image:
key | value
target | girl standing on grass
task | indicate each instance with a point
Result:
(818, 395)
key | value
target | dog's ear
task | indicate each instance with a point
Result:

········

§ **EXERCISE BRIEF**
Rewrite all the records, replacing each "instance" with "occurrence" and leaving everything else unchanged.

§ **RESULT FOR THIS EXERCISE**
image:
key | value
target | girl standing on grass
task | indicate each occurrence with a point
Result:
(818, 395)
key | value
target | dog's ear
task | indicate each occurrence with a point
Result:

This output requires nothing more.